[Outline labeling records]
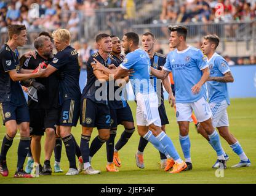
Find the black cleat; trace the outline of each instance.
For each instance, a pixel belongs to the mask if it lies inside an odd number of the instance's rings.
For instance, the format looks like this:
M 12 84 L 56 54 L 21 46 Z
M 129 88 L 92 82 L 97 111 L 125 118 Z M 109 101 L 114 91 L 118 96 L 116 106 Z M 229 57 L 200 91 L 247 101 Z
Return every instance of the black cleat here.
M 6 164 L 6 160 L 0 161 L 0 173 L 3 176 L 8 176 L 9 171 Z
M 218 168 L 222 170 L 226 169 L 226 160 L 220 160 L 218 159 Z
M 186 168 L 184 170 L 184 171 L 189 171 L 189 170 L 191 170 L 193 168 L 192 167 L 192 164 L 191 162 L 186 162 Z
M 52 168 L 49 163 L 44 163 L 42 167 L 42 173 L 43 175 L 52 175 Z

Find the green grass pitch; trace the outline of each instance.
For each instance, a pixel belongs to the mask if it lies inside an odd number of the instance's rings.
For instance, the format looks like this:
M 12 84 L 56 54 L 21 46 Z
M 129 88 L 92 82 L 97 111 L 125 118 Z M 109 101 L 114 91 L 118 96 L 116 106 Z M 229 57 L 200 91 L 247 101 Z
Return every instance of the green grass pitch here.
M 134 113 L 135 113 L 134 102 L 129 102 Z M 178 129 L 173 108 L 166 102 L 166 107 L 170 124 L 167 126 L 167 134 L 170 137 L 182 157 L 183 153 L 178 141 Z M 228 144 L 222 138 L 222 146 L 230 156 L 227 162 L 228 169 L 224 171 L 222 177 L 217 177 L 216 170 L 212 165 L 216 160 L 216 154 L 207 141 L 198 134 L 193 124 L 190 127 L 190 137 L 191 143 L 191 154 L 193 169 L 178 174 L 164 172 L 159 168 L 159 153 L 148 144 L 144 153 L 145 169 L 137 167 L 134 154 L 137 151 L 139 136 L 135 131 L 127 145 L 119 151 L 122 167 L 119 172 L 106 172 L 106 146 L 104 145 L 94 157 L 92 165 L 94 168 L 100 170 L 102 173 L 97 175 L 86 175 L 80 173 L 76 176 L 65 175 L 68 170 L 68 162 L 66 156 L 65 146 L 63 146 L 61 167 L 62 173 L 53 173 L 52 176 L 40 176 L 28 179 L 14 178 L 17 165 L 17 151 L 19 135 L 17 135 L 14 143 L 7 154 L 7 166 L 9 170 L 8 177 L 0 176 L 0 184 L 4 183 L 99 183 L 99 184 L 139 184 L 139 183 L 256 183 L 256 99 L 236 99 L 231 100 L 231 105 L 228 108 L 230 130 L 238 139 L 246 154 L 252 162 L 252 166 L 247 168 L 231 168 L 231 166 L 239 161 Z M 119 126 L 116 141 L 119 138 L 124 129 Z M 0 127 L 0 144 L 5 134 L 5 128 Z M 72 130 L 78 143 L 80 143 L 81 126 Z M 94 129 L 92 139 L 97 135 Z M 44 137 L 42 140 L 43 149 Z M 42 151 L 41 163 L 44 161 L 44 151 Z M 54 156 L 50 160 L 52 167 L 54 163 Z M 26 160 L 25 164 L 26 163 Z M 24 165 L 24 168 L 25 166 Z

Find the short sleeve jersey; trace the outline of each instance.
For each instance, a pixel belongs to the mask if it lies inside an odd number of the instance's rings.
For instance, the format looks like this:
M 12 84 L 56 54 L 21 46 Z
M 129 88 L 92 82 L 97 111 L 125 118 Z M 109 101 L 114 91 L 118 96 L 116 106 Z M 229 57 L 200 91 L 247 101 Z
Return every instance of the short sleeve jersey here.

◆ Work to do
Rewrite all of the records above, replacing "trace the outline of each instance" with "draw a polygon around every instance" everywhere and leaving everything else the same. Omit the pictures from your answer.

◆ Exercise output
Find the black cleat; draw a polygon around every instance.
For each instance, a pixel belongs to the mask if it lies inside an odd number of the instance's rings.
For instance, the format looks like this:
M 12 84 L 56 54 L 21 46 Z
M 129 88 L 92 82 L 97 111 L 125 118 Z M 109 101 L 114 91 L 118 96 L 116 106 Z M 229 57 L 200 91 L 247 101 Z
Return every instance of the black cleat here.
M 6 164 L 6 160 L 0 161 L 0 173 L 3 176 L 8 176 L 9 171 Z
M 218 168 L 222 170 L 226 169 L 226 160 L 220 160 L 218 159 Z
M 186 168 L 184 170 L 184 171 L 189 171 L 189 170 L 191 170 L 193 168 L 192 167 L 192 164 L 191 162 L 186 162 Z
M 52 168 L 49 163 L 44 163 L 42 167 L 42 173 L 43 175 L 52 175 Z

Find the green grass pitch; draw a polygon around every instance.
For each instance, a pixel belongs to the mask if it lies inside an odd number of the instance's rings.
For instance, the format looks like this:
M 12 84 L 56 54 L 21 46 Z
M 129 88 L 92 82 L 97 111 L 125 118 Z M 109 101 L 114 91 L 118 96 L 116 106 Z M 229 57 L 200 91 L 247 101 Z
Return every instance of the green grass pitch here.
M 134 113 L 135 113 L 134 102 L 129 102 Z M 178 129 L 173 108 L 166 102 L 166 107 L 170 124 L 167 126 L 167 134 L 170 137 L 182 157 L 183 153 L 178 141 Z M 228 144 L 222 138 L 222 146 L 230 156 L 227 162 L 228 169 L 224 171 L 222 177 L 217 177 L 216 170 L 212 165 L 216 160 L 216 154 L 207 141 L 198 134 L 193 124 L 190 127 L 190 137 L 191 143 L 191 154 L 193 169 L 178 174 L 164 172 L 159 168 L 159 153 L 148 144 L 144 153 L 145 169 L 137 167 L 134 154 L 137 151 L 139 136 L 135 131 L 127 145 L 119 151 L 122 167 L 119 172 L 106 172 L 106 146 L 104 145 L 94 157 L 92 165 L 94 168 L 100 170 L 102 173 L 97 175 L 86 175 L 80 173 L 76 176 L 65 175 L 68 170 L 68 162 L 66 156 L 65 146 L 63 146 L 61 167 L 62 173 L 53 173 L 52 176 L 40 176 L 28 179 L 14 178 L 17 165 L 17 151 L 19 135 L 17 135 L 14 143 L 7 154 L 7 166 L 9 170 L 8 177 L 0 176 L 0 184 L 4 183 L 99 183 L 99 184 L 139 184 L 139 183 L 256 183 L 256 99 L 236 99 L 231 100 L 231 105 L 228 108 L 230 130 L 238 139 L 246 154 L 252 162 L 252 166 L 247 168 L 231 168 L 231 166 L 239 161 Z M 119 126 L 116 141 L 119 138 L 124 129 Z M 0 127 L 0 144 L 5 134 L 5 128 Z M 72 130 L 78 143 L 80 143 L 81 126 Z M 94 129 L 92 139 L 97 135 Z M 44 137 L 42 140 L 43 149 Z M 42 151 L 41 163 L 44 161 L 44 151 Z M 54 156 L 50 160 L 52 167 L 54 163 Z M 26 160 L 25 164 L 26 163 Z M 24 165 L 24 168 L 25 166 Z

Find the short sleeve jersey; draw a polygon around every instance.
For each instance, a pixel belongs to the mask if it lies inside an odd number of the instance's rings.
For instance, the format looks like this:
M 12 84 L 56 54 L 21 46 Z
M 129 88 L 92 82 L 97 111 L 125 118 Z M 109 101 L 114 91 L 118 96 L 116 106 Z M 229 57 L 200 91 L 247 101 Z
Return every instance of the short sleeve jersey here.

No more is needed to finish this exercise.